[Image point grounding data]
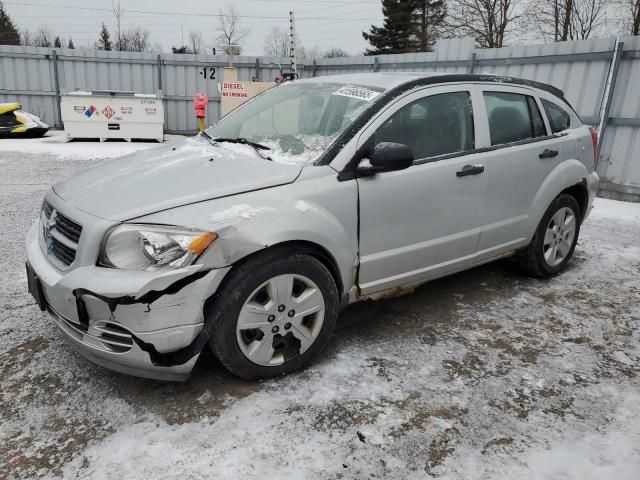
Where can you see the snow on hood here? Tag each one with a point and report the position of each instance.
(170, 176)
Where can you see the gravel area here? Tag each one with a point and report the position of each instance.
(485, 374)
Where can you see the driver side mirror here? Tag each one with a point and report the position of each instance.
(388, 157)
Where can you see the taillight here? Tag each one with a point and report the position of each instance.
(594, 139)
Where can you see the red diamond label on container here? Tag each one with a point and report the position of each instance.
(108, 112)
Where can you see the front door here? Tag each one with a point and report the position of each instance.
(422, 222)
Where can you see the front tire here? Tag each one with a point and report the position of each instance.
(555, 239)
(274, 315)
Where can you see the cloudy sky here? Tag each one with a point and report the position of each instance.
(326, 23)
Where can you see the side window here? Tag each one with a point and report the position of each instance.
(432, 126)
(512, 117)
(539, 129)
(558, 118)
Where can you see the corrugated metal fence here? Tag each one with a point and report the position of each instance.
(601, 84)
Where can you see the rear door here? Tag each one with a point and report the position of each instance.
(422, 222)
(520, 154)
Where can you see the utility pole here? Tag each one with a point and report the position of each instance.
(292, 43)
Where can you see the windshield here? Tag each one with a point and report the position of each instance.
(297, 121)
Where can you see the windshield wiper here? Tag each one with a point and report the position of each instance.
(242, 141)
(258, 147)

(Exercise instructions): Leave every picture out, and transcribe the data above exactly as it reads.

(Written reply):
Where can you see the snow on hood here? Tag each one with a point and report the position of each instance.
(170, 176)
Where can you see the gravel area here? Tag each one with a point and report the position of each instance.
(485, 374)
Where can you see the driver side mirror here? Tag each one with a point and report the position of each instance.
(388, 157)
Where can you see the taillight here? Tag each one with a point and report the position of each instance.
(594, 139)
Where can you see the red diamond label on container here? Tag each one with a point and report the position of each instance.
(108, 112)
Where can you see the front door here? Tag each one with a point and report the position of each instance.
(422, 222)
Where can you see the front tire here? Tag each one with a point and report the position of each instance.
(555, 239)
(274, 315)
Where can you see the cloudy sky here? Tag each one with a point and report the position of each instance.
(326, 23)
Where can you see the side window here? Tag each one with a point and report the position of each instance.
(432, 126)
(512, 117)
(539, 129)
(558, 118)
Where can you see the corrugated metal fence here? Tag each one with a point and report the position of each instance.
(601, 84)
Where can you see the rear door here? Tag each one with a point and report the position of each instance.
(422, 222)
(520, 154)
Where can you see the utility pole here? Tag each one with a point and report the position of each instance.
(292, 43)
Where can you see the windshield here? Tag each one with a point and report the position of each instance.
(297, 121)
Where can you see the windshield wiper here? Tag each one with a point and report the position of each instance.
(242, 141)
(258, 147)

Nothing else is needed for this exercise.